Segmentation mask data:
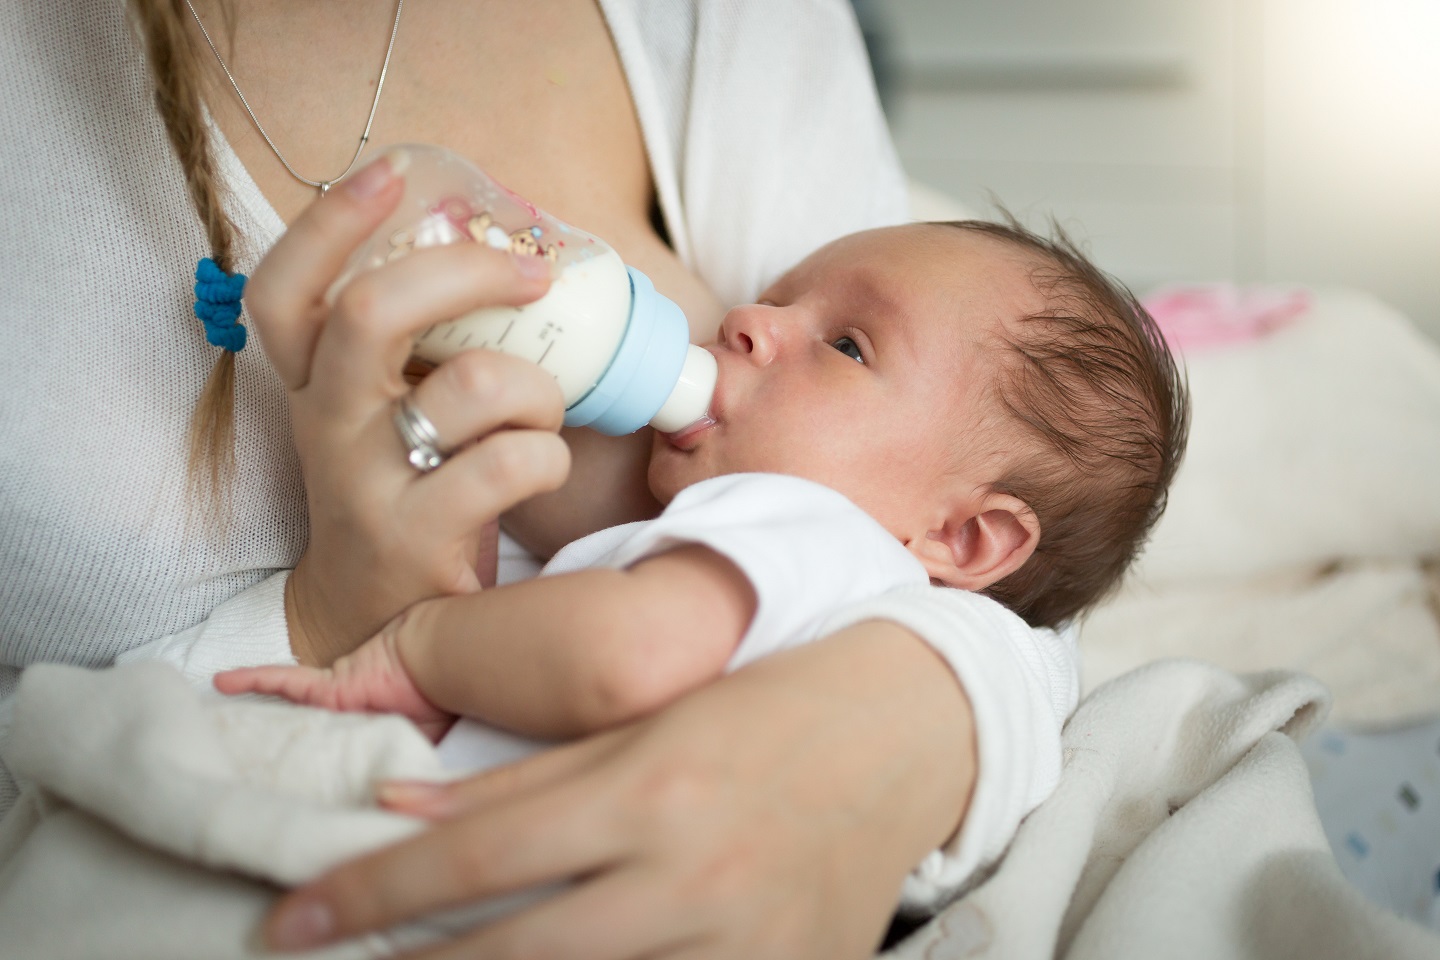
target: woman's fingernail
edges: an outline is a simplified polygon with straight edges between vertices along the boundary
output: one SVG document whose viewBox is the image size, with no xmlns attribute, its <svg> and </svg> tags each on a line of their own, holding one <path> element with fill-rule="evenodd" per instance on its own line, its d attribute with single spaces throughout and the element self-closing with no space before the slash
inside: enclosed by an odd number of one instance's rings
<svg viewBox="0 0 1440 960">
<path fill-rule="evenodd" d="M 549 279 L 550 261 L 544 257 L 532 257 L 528 253 L 512 253 L 510 262 L 515 264 L 515 272 L 527 280 L 539 280 L 541 277 Z"/>
<path fill-rule="evenodd" d="M 330 939 L 335 931 L 335 914 L 320 900 L 301 900 L 280 910 L 270 923 L 270 946 L 279 950 L 302 950 Z"/>
<path fill-rule="evenodd" d="M 375 788 L 382 807 L 440 816 L 449 809 L 444 785 L 423 780 L 390 780 Z"/>
<path fill-rule="evenodd" d="M 410 154 L 404 150 L 391 150 L 346 180 L 344 187 L 355 199 L 366 200 L 384 190 L 409 166 Z"/>
</svg>

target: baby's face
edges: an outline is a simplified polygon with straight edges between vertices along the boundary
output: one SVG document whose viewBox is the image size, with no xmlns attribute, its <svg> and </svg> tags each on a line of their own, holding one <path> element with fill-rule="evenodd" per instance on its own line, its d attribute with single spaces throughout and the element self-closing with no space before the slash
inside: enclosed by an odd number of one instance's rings
<svg viewBox="0 0 1440 960">
<path fill-rule="evenodd" d="M 844 237 L 710 346 L 715 423 L 659 436 L 650 487 L 783 473 L 845 494 L 905 539 L 938 494 L 997 478 L 1004 325 L 1043 307 L 1032 266 L 993 238 L 914 225 Z"/>
</svg>

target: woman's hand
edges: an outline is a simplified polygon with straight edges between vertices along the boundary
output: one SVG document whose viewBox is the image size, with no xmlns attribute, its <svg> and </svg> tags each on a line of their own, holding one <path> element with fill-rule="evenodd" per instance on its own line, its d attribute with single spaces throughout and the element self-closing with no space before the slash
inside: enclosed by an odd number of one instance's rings
<svg viewBox="0 0 1440 960">
<path fill-rule="evenodd" d="M 424 250 L 326 292 L 399 202 L 403 153 L 371 163 L 312 204 L 266 255 L 246 303 L 289 391 L 310 542 L 286 588 L 291 645 L 328 665 L 411 603 L 478 589 L 493 521 L 565 479 L 569 454 L 554 379 L 490 351 L 441 364 L 413 391 L 413 337 L 478 307 L 527 303 L 548 266 L 480 244 Z M 410 391 L 449 458 L 407 461 L 396 400 Z M 488 538 L 488 539 L 487 539 Z"/>
<path fill-rule="evenodd" d="M 767 658 L 661 714 L 382 800 L 439 821 L 287 896 L 299 949 L 570 881 L 427 960 L 858 960 L 975 778 L 949 669 L 888 623 Z"/>
</svg>

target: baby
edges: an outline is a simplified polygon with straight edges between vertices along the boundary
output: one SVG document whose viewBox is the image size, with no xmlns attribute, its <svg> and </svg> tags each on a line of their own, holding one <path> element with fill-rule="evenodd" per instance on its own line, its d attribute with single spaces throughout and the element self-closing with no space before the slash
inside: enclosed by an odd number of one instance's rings
<svg viewBox="0 0 1440 960">
<path fill-rule="evenodd" d="M 655 438 L 659 518 L 578 540 L 536 579 L 419 604 L 328 670 L 216 686 L 399 712 L 437 739 L 461 715 L 548 740 L 907 584 L 1053 627 L 1117 584 L 1184 446 L 1185 388 L 1150 318 L 1068 241 L 1013 223 L 844 237 L 731 310 L 709 349 L 714 422 Z M 451 739 L 466 727 L 484 729 Z"/>
</svg>

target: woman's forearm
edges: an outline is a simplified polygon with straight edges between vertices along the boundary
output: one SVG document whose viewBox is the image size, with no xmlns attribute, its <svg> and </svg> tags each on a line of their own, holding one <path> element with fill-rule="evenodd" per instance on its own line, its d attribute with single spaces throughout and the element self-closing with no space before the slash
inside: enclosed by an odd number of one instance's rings
<svg viewBox="0 0 1440 960">
<path fill-rule="evenodd" d="M 857 623 L 733 679 L 784 688 L 793 709 L 841 721 L 811 726 L 816 741 L 795 760 L 833 814 L 866 826 L 856 840 L 867 869 L 898 887 L 959 830 L 978 773 L 974 717 L 954 673 L 913 633 Z"/>
</svg>

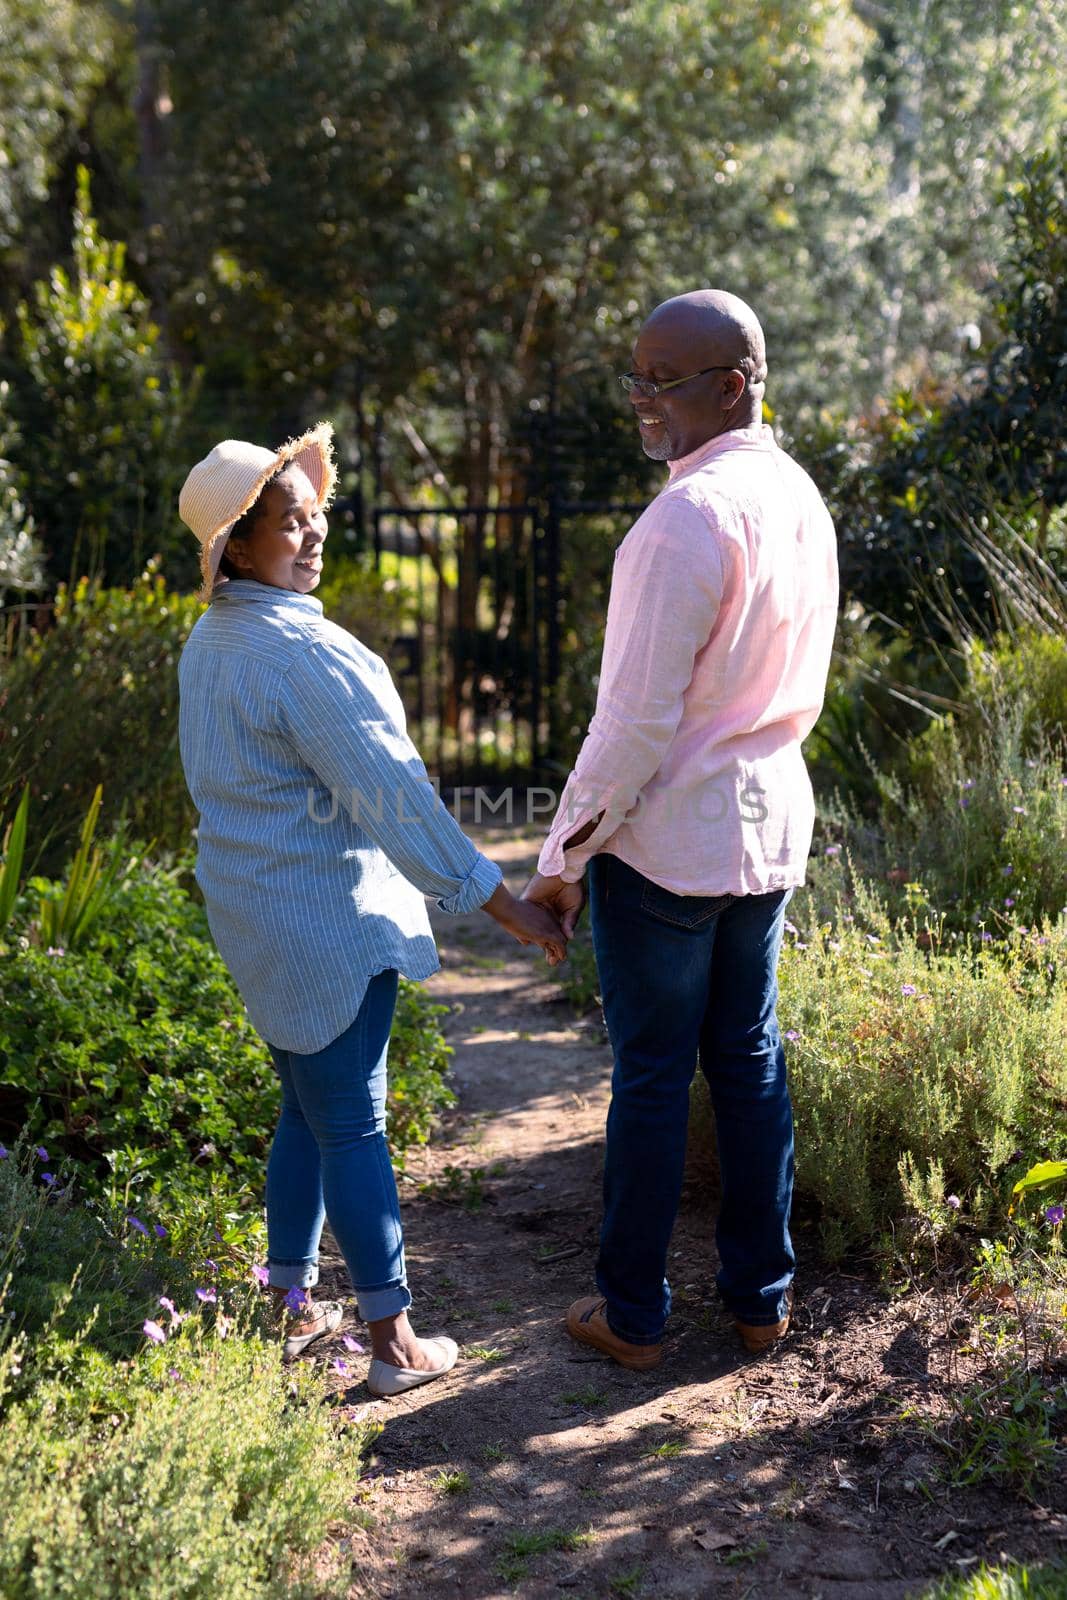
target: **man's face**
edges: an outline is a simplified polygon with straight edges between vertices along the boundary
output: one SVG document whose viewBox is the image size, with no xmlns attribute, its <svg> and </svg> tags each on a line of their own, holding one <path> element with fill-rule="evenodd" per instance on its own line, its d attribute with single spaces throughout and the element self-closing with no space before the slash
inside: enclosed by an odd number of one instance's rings
<svg viewBox="0 0 1067 1600">
<path fill-rule="evenodd" d="M 631 371 L 635 377 L 670 383 L 702 367 L 728 365 L 730 359 L 714 340 L 694 337 L 683 320 L 653 317 L 637 336 Z M 706 372 L 655 396 L 633 391 L 630 404 L 645 455 L 653 461 L 677 461 L 699 450 L 731 426 L 730 413 L 743 389 L 744 378 L 734 369 Z"/>
<path fill-rule="evenodd" d="M 265 490 L 247 539 L 236 541 L 227 555 L 246 578 L 275 589 L 310 594 L 322 575 L 326 513 L 317 511 L 318 496 L 299 467 L 287 467 Z"/>
</svg>

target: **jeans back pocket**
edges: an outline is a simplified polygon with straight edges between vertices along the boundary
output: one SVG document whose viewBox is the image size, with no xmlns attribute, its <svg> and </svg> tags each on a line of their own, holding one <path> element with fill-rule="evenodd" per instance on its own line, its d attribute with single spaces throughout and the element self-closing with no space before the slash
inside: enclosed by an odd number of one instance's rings
<svg viewBox="0 0 1067 1600">
<path fill-rule="evenodd" d="M 732 894 L 672 894 L 669 889 L 661 889 L 658 883 L 646 880 L 641 890 L 641 910 L 674 928 L 695 931 L 706 927 L 734 899 L 736 896 Z"/>
</svg>

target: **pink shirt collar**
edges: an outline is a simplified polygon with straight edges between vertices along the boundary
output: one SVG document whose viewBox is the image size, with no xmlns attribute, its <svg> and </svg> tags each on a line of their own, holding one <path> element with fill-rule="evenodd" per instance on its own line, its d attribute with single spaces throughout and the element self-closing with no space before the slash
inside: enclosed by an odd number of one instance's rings
<svg viewBox="0 0 1067 1600">
<path fill-rule="evenodd" d="M 668 462 L 671 481 L 683 472 L 691 472 L 694 467 L 702 467 L 712 456 L 723 455 L 727 450 L 751 448 L 753 445 L 765 450 L 768 445 L 774 444 L 774 429 L 765 422 L 757 422 L 751 428 L 729 428 L 725 433 L 716 434 L 706 444 L 698 445 L 687 456 L 679 456 L 676 461 Z"/>
</svg>

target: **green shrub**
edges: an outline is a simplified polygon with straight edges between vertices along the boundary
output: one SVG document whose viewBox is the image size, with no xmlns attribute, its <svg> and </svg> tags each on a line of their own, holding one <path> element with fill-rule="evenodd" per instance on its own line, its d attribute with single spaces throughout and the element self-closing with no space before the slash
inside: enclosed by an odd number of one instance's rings
<svg viewBox="0 0 1067 1600">
<path fill-rule="evenodd" d="M 1027 744 L 1067 739 L 1067 639 L 1027 630 L 1015 638 L 976 639 L 967 657 L 968 699 L 976 712 L 1016 708 Z"/>
<path fill-rule="evenodd" d="M 332 545 L 331 538 L 315 598 L 331 622 L 388 661 L 393 640 L 412 614 L 411 597 L 398 578 L 384 577 L 369 555 L 335 551 Z"/>
<path fill-rule="evenodd" d="M 804 901 L 791 908 L 803 923 Z M 896 929 L 870 895 L 790 935 L 779 1019 L 796 1112 L 797 1192 L 833 1256 L 911 1210 L 1001 1223 L 1020 1158 L 1067 1128 L 1067 919 L 975 943 Z M 954 1213 L 957 1214 L 957 1213 Z"/>
<path fill-rule="evenodd" d="M 45 1165 L 0 1157 L 4 1595 L 345 1593 L 320 1547 L 375 1430 L 339 1426 L 321 1372 L 258 1336 L 247 1270 L 174 1256 Z"/>
<path fill-rule="evenodd" d="M 31 944 L 16 913 L 0 946 L 4 1125 L 25 1122 L 87 1181 L 104 1186 L 109 1174 L 127 1196 L 151 1192 L 156 1208 L 194 1195 L 248 1207 L 277 1078 L 181 874 L 138 864 L 73 951 Z M 402 982 L 390 1067 L 398 1153 L 450 1100 L 441 1009 Z"/>
<path fill-rule="evenodd" d="M 195 384 L 162 353 L 126 276 L 126 249 L 100 236 L 79 167 L 71 269 L 56 266 L 18 308 L 13 446 L 47 552 L 50 587 L 83 574 L 129 583 L 165 557 L 192 582 L 196 546 L 178 521 L 182 434 Z"/>
<path fill-rule="evenodd" d="M 0 663 L 0 812 L 28 782 L 38 871 L 65 864 L 97 784 L 105 828 L 124 818 L 161 848 L 188 846 L 178 657 L 202 609 L 154 569 L 130 590 L 82 581 L 60 589 L 54 626 Z"/>
<path fill-rule="evenodd" d="M 884 886 L 895 916 L 922 910 L 960 933 L 1000 935 L 1067 907 L 1062 751 L 1028 742 L 1018 707 L 981 726 L 933 724 L 912 741 L 905 776 L 881 773 L 878 785 L 874 818 L 823 806 L 808 874 L 820 914 L 862 879 Z"/>
</svg>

Exercise aim: Every line above in which the word "woman" occurs needs to be copied.

Written solution:
target: woman's fingernail
target: woman's hand
target: woman's forearm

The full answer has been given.